### Work instructions
Pick out each line in the records below that contains the string "truss" and copy those lines in full.

### Input

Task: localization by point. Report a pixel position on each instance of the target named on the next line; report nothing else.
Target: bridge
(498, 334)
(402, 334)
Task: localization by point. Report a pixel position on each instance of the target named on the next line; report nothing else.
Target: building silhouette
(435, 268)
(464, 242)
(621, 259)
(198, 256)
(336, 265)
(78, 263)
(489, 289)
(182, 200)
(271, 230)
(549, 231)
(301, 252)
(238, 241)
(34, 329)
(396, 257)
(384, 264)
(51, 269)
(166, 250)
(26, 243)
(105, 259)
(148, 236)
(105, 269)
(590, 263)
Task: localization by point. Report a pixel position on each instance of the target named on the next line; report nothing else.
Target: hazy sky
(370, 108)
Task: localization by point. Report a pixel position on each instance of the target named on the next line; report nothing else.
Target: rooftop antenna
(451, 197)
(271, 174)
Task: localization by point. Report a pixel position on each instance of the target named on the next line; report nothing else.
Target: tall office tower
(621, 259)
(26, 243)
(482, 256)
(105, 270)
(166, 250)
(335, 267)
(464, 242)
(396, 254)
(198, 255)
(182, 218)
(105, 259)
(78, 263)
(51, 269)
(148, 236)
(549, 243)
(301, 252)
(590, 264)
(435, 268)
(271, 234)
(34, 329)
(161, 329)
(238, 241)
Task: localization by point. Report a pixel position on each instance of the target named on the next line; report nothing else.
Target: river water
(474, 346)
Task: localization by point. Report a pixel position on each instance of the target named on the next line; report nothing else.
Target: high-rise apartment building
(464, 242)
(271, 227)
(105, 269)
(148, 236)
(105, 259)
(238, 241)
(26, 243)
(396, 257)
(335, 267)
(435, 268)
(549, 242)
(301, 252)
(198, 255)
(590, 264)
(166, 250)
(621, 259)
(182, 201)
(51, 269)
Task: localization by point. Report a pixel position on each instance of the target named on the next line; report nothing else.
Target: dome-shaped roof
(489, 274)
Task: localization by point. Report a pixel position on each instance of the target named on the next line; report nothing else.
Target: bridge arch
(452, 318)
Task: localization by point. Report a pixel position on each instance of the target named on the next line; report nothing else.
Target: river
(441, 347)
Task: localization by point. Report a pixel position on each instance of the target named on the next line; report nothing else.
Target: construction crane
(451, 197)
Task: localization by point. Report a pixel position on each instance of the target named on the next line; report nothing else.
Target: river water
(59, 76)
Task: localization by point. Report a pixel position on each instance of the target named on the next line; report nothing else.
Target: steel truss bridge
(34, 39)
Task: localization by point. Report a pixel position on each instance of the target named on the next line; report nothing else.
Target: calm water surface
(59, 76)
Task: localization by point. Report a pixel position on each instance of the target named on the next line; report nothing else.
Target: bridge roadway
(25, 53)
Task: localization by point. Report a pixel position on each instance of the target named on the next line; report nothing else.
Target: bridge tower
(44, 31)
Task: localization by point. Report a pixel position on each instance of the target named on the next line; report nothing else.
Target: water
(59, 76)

...

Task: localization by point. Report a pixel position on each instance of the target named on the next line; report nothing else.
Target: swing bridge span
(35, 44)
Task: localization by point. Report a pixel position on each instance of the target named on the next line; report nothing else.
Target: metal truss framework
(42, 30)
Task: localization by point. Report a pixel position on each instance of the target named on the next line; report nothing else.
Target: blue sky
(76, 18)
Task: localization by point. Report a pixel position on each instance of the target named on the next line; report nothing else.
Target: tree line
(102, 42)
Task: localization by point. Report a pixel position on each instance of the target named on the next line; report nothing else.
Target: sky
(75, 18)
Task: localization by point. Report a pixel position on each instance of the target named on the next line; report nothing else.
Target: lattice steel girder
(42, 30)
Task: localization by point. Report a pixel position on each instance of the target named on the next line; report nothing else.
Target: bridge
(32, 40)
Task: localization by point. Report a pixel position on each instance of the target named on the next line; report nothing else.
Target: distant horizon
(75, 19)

...

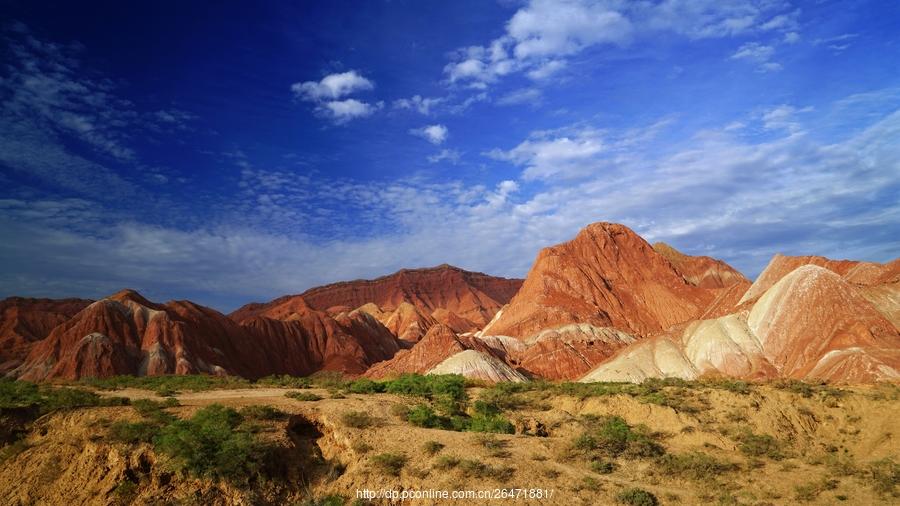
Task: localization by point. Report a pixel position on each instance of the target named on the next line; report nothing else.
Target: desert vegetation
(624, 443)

### Solution for this exercise
Target: steel truss bridge
Target: metal truss framework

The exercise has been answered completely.